*INSTRUCTIONS FOR THE TASK*. Your answer must be the lines from the first record through the line that contains "Target: uncooked dumpling", copied exactly and without any pictures.

Collected data:

►

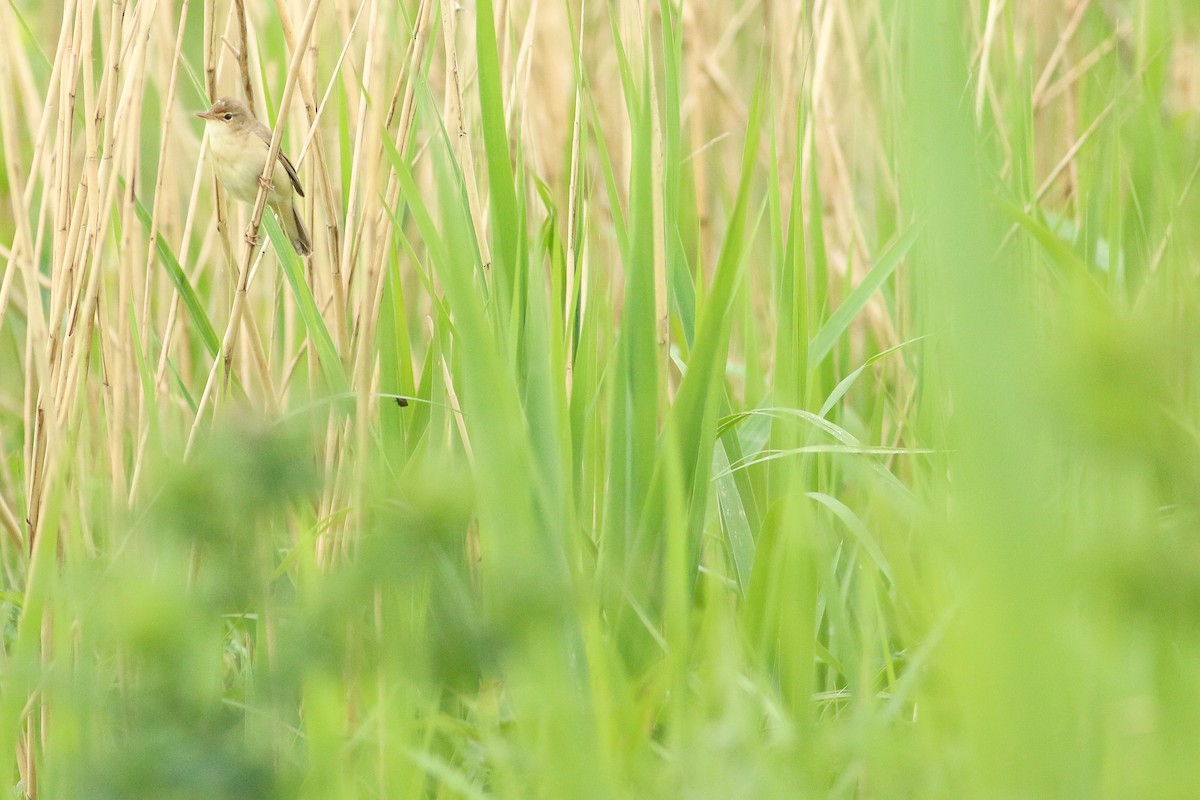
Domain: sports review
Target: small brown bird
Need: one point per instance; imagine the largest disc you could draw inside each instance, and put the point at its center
(239, 144)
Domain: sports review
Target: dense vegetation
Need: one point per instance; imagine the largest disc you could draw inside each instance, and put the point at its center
(715, 398)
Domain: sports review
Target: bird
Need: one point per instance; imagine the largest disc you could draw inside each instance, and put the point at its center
(238, 146)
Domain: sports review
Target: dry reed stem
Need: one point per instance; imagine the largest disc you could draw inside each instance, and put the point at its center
(231, 335)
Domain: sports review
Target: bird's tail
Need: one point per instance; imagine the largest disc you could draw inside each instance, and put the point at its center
(294, 227)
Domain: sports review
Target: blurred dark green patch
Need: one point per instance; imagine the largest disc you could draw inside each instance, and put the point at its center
(221, 507)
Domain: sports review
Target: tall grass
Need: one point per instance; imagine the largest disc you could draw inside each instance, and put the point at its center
(683, 400)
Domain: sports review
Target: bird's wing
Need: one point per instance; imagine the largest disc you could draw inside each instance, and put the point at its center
(264, 133)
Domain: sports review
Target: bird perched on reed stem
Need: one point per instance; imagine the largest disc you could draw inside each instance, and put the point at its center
(238, 145)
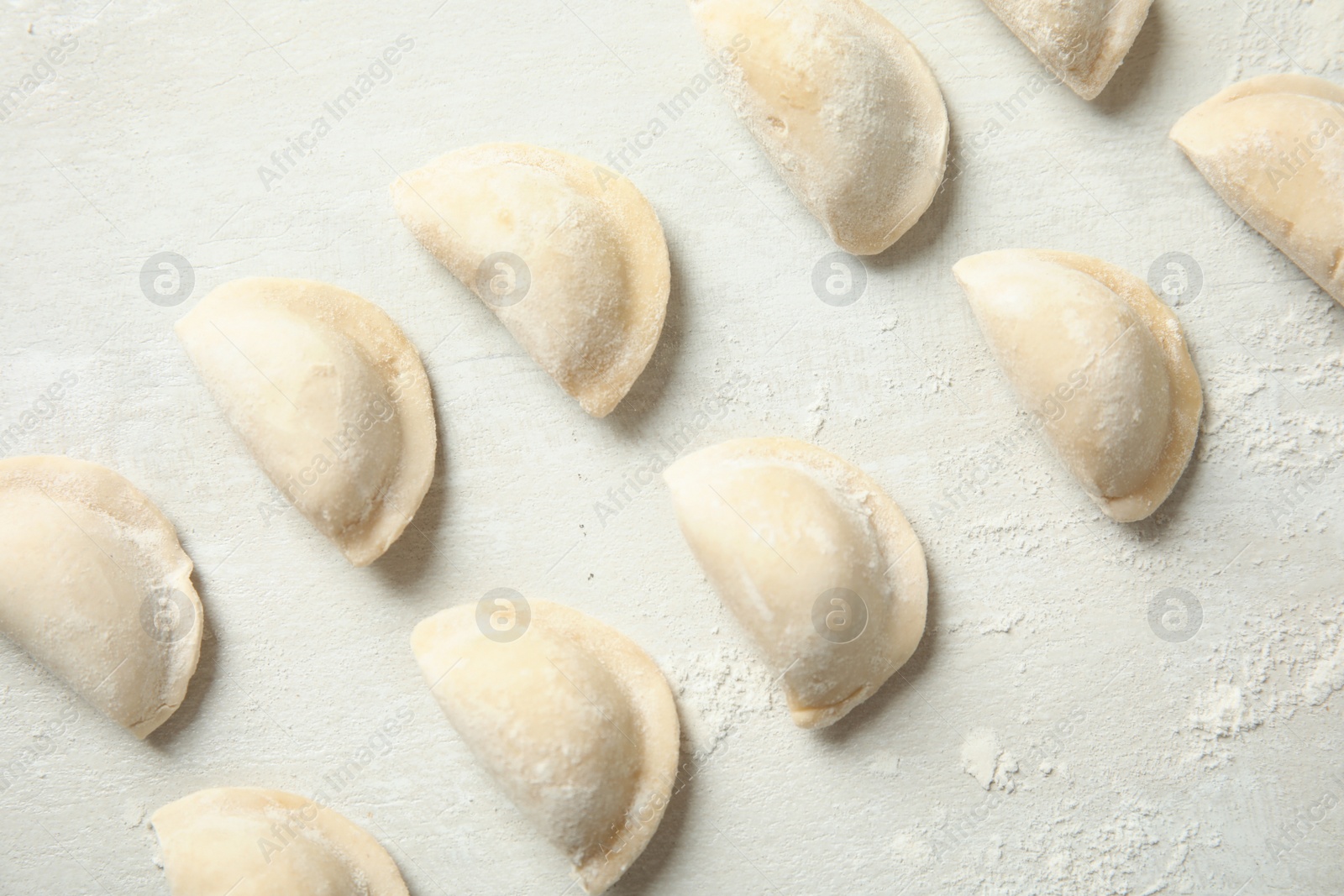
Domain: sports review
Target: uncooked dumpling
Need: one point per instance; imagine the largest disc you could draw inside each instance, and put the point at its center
(813, 559)
(329, 398)
(570, 257)
(1100, 362)
(249, 841)
(843, 105)
(571, 719)
(97, 587)
(1272, 148)
(1082, 42)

◄

*RESULT*.
Domain: sports review
Target: small brown bird
Need: one point per instance; imagine the largest disc you could draw inside each instance, and put the point at its center
(239, 144)
Domain: sports review
Target: dense vegetation
Need: one point per instance; imagine the largest disc you could draw inside each instance, and put the point at its center
(715, 398)
Domain: sports review
Target: bird
Need: one point per instance; imagine the largest disc you could draw inside each instance, and put the point at its center
(238, 146)
Domain: sports review
Target: dry reed stem
Need: one point per instance; imagine the largest disc you could draw inside each instance, and put the point at its center
(231, 335)
Domain: sports review
Target: bird's tail
Need: one point per instance; imagine the largest disc you could draw inside each instance, and put the point at its center
(294, 227)
Domain: sports review
Target: blurred dark green patch
Need: one point per instance; imagine the largest disc you could draw inside each instance, and put the point at its center
(221, 507)
Domain: sports review
Target: tall grass
Need: one point per instance; imagine the largest disc you could draw inside each instance, and put the point at its center
(683, 400)
Domain: sports review
Target: bird's wing
Need: one point per instance; imagine the largest disc you could draw inside each instance, and put the point at its center
(264, 133)
Domain: sports review
Target: bird perched on reed stem
Need: one point per instance; imagine the largest disc you could draw inside each instance, and put the point at its center
(238, 145)
Domain: sports review
Target: uncooked dumpling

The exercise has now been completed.